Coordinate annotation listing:
* * * * * * *

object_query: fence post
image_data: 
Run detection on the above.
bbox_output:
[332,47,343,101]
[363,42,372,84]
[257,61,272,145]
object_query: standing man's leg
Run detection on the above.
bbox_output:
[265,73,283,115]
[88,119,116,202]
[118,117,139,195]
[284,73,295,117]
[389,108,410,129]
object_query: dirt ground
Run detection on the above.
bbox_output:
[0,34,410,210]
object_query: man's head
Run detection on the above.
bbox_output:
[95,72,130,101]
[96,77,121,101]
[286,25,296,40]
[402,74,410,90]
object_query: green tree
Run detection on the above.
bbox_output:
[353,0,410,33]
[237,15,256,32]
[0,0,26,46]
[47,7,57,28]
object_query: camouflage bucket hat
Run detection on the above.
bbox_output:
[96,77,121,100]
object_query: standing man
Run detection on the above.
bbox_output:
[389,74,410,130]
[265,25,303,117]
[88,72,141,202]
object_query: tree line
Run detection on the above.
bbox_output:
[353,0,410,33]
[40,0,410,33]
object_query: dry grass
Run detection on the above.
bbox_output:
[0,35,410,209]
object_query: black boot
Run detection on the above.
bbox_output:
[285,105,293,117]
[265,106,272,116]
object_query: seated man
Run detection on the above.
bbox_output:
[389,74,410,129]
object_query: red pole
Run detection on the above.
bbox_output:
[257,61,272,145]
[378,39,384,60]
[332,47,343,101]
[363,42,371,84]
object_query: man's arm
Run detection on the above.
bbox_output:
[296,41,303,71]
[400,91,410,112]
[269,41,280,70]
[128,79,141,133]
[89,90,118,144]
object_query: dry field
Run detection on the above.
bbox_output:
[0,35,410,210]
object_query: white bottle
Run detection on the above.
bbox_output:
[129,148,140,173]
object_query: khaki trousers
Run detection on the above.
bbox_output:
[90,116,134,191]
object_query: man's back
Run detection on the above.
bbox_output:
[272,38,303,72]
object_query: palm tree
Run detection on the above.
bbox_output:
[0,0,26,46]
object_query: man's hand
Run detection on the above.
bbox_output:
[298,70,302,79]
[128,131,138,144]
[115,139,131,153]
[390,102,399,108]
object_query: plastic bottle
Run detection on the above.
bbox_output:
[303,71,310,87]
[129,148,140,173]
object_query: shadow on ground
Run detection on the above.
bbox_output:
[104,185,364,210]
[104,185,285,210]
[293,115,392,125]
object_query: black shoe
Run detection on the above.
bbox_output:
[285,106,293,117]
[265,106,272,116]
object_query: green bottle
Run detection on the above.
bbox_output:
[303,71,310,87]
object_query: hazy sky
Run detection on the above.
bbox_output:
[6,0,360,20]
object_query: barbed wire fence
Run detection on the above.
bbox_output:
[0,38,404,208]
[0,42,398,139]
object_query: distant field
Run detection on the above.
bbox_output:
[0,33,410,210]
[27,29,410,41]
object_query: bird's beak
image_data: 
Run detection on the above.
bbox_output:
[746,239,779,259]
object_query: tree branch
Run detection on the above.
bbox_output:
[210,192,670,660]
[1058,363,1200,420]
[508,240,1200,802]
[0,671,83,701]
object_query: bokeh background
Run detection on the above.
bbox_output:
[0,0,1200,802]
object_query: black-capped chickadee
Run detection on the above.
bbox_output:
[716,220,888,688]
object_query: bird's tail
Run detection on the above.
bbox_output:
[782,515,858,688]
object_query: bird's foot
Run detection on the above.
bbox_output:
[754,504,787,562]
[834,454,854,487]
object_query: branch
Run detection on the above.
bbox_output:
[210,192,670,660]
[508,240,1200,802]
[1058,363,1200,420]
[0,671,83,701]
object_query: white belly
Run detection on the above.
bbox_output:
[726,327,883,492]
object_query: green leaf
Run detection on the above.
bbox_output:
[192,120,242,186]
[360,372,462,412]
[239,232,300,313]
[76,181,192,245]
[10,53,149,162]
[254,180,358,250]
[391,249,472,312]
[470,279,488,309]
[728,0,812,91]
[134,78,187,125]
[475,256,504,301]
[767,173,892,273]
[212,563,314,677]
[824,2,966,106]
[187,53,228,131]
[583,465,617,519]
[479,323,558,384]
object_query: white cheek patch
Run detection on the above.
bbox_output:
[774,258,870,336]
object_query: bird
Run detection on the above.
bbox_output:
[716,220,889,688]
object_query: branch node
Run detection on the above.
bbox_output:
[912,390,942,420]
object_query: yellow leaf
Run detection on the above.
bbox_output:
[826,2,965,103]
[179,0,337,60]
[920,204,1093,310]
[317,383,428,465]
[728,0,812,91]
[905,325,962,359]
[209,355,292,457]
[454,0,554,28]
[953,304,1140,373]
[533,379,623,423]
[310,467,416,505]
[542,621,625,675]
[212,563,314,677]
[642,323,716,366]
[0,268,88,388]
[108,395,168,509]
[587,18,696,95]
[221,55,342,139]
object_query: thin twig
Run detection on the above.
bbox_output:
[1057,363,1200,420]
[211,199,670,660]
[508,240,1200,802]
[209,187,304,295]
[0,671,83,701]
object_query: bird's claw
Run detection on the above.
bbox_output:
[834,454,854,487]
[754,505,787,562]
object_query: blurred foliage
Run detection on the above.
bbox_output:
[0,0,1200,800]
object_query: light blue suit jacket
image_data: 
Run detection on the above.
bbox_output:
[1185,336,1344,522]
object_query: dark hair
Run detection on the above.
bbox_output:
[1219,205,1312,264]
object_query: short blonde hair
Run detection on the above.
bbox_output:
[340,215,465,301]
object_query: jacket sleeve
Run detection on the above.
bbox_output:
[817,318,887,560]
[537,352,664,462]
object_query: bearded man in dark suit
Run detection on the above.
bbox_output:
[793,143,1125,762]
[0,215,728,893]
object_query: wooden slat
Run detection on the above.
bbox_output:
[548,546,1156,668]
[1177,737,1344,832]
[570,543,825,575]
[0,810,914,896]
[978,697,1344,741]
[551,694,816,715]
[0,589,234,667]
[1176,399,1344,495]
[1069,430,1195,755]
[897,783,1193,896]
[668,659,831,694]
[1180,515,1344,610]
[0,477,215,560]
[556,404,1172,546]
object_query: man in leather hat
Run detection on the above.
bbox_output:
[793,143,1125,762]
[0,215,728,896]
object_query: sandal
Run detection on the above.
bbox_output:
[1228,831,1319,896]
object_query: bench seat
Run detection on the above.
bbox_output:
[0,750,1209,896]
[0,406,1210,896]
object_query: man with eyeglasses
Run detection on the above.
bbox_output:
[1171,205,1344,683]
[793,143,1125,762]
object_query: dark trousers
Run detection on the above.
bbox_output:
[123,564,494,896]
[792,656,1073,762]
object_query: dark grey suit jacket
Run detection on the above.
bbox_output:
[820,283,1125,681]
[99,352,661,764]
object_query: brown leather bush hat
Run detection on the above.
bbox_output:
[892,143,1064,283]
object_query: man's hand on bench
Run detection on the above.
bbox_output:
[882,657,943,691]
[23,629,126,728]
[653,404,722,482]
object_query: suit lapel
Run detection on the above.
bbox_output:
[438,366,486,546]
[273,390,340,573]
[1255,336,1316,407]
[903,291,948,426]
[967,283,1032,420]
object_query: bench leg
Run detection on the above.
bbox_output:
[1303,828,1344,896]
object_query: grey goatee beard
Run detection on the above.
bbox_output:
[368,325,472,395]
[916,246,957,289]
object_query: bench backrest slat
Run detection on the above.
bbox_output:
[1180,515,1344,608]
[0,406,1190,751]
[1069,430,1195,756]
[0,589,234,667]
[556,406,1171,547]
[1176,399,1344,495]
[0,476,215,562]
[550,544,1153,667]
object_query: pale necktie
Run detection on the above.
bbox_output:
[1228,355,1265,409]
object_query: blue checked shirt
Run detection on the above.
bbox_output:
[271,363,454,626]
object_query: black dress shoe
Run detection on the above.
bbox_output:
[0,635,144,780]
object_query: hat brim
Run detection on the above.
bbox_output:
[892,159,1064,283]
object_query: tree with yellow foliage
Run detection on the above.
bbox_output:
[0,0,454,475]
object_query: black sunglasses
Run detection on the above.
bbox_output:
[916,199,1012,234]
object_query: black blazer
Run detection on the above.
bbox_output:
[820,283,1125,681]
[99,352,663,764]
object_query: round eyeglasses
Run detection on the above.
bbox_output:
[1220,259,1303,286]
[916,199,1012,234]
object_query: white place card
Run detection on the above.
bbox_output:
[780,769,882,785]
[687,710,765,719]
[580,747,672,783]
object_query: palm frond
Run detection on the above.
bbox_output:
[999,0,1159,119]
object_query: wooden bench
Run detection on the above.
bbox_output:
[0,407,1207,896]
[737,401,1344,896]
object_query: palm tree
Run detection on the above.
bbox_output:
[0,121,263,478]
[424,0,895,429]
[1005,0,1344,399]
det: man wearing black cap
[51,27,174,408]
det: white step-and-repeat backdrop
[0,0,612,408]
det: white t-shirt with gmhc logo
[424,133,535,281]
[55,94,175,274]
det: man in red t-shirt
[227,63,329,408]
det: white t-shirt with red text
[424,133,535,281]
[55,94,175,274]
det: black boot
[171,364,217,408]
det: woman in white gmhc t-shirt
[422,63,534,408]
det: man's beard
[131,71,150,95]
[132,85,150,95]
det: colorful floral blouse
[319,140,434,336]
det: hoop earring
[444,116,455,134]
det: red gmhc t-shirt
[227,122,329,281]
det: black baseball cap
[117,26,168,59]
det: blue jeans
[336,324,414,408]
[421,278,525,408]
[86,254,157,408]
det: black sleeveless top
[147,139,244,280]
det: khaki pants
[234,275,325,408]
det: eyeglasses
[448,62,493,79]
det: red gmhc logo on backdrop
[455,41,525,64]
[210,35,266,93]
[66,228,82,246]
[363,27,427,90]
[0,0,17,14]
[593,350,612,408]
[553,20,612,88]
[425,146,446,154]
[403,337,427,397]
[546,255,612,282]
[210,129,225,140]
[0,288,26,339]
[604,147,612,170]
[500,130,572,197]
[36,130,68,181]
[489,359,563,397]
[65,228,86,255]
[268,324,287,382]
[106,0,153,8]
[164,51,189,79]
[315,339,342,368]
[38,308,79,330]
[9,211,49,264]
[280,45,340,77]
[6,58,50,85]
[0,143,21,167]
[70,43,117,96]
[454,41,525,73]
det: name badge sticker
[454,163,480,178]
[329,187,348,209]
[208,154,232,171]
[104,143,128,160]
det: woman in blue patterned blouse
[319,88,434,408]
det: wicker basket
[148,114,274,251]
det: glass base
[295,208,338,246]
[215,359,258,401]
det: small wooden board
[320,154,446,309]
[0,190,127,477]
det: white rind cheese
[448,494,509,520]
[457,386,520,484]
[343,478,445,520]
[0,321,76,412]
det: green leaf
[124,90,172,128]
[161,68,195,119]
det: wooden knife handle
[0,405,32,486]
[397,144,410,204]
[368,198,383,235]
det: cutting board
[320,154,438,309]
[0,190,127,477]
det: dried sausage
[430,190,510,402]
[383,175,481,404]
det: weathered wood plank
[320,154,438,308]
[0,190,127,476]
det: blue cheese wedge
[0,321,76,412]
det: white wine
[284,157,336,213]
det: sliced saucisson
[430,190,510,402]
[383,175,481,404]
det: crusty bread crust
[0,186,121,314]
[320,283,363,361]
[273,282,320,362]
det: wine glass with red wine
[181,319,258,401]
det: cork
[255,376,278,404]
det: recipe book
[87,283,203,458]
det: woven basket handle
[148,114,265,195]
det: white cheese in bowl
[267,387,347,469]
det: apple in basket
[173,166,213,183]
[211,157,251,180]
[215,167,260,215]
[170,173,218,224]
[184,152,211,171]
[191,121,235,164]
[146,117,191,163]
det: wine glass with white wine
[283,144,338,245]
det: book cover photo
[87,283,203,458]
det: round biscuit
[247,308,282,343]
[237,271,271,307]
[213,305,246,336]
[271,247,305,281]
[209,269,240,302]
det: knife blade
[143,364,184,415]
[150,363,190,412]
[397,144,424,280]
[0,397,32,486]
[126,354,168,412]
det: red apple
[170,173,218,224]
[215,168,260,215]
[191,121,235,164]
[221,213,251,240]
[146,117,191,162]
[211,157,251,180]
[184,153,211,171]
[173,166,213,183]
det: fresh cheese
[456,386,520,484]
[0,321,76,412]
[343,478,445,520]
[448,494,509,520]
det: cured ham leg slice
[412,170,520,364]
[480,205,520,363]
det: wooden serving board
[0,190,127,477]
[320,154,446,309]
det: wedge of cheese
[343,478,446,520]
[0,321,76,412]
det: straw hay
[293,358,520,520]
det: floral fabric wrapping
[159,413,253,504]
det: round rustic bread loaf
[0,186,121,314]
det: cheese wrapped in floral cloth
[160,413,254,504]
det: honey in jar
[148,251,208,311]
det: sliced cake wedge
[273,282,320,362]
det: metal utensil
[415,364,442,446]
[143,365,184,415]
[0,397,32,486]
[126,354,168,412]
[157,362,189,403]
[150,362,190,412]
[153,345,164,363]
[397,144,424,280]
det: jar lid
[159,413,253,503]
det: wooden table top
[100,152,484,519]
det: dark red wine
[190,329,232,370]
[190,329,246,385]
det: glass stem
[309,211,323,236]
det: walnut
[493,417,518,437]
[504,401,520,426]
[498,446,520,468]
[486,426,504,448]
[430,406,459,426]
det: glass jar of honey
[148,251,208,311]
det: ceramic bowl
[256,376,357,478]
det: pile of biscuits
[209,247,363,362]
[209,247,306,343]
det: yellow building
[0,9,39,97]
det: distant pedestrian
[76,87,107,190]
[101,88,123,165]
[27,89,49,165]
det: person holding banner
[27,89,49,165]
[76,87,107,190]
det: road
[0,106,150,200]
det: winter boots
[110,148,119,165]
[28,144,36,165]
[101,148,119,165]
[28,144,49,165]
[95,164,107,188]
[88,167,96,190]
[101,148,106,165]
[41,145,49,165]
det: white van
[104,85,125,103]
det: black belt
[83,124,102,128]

* * * * * * *

Set problem: Copy everything in the listing from the line containing "object_query: tree line" down to the line containing "[0,0,1200,802]", including both of those lines.

Answer to this problem:
object_query: tree line
Run detection on the above.
bbox_output:
[353,0,410,33]
[40,0,410,33]
object_query: dry grass
Run detection on the above.
bbox_output:
[0,35,410,209]
object_query: black boot
Run detection on the above.
bbox_output:
[285,105,293,117]
[265,106,272,116]
object_query: seated man
Run detection on the above.
bbox_output:
[389,74,410,129]
object_query: red pole
Run detection on the above.
bbox_output:
[257,61,272,145]
[378,39,384,60]
[332,47,343,101]
[363,42,371,84]
object_query: man's arm
Run detection on the above.
bbox_output:
[296,41,303,71]
[400,91,410,112]
[269,41,280,70]
[128,79,141,133]
[89,90,118,144]
object_query: dry field
Run detection on the above.
bbox_output:
[0,35,410,210]
object_query: white bottle
Run detection on the above.
bbox_output:
[129,148,140,173]
object_query: khaki trousers
Run detection on the above.
bbox_output:
[90,116,134,191]
object_query: man's back
Run detection on the above.
bbox_output:
[272,38,303,72]
object_query: palm tree
Run detection on the above.
bbox_output:
[0,0,26,46]
object_query: man's hand
Run detection on the above.
bbox_output:
[298,70,302,79]
[128,131,138,144]
[115,139,131,153]
[390,102,399,108]
object_query: plastic bottle
Run detection on the above.
bbox_output:
[303,71,310,87]
[129,148,140,173]
object_query: shadow on ground
Run detection on the above.
bbox_output:
[104,185,364,210]
[104,185,285,210]
[293,115,392,125]
object_query: black shoe
Run detection on the above.
bbox_output:
[285,106,293,117]
[265,106,272,116]
object_query: green bottle
Run detection on the above.
bbox_output:
[303,71,310,87]
object_query: hazy sky
Run detection on the above.
bbox_output:
[6,0,360,20]
object_query: barbed wire fence
Run detection on the above.
bbox_output:
[0,38,404,208]
[0,42,398,139]
object_query: distant field
Run detection on the above.
bbox_output:
[0,33,410,210]
[27,29,410,41]
object_query: bird's beak
image_data: 
Run detection on the above.
bbox_output:
[746,239,779,259]
object_query: tree branch
Run detection on the above.
bbox_output:
[210,192,670,660]
[1058,363,1200,420]
[508,240,1200,802]
[0,671,83,701]
object_query: bokeh background
Run detection on the above.
bbox_output:
[0,0,1200,802]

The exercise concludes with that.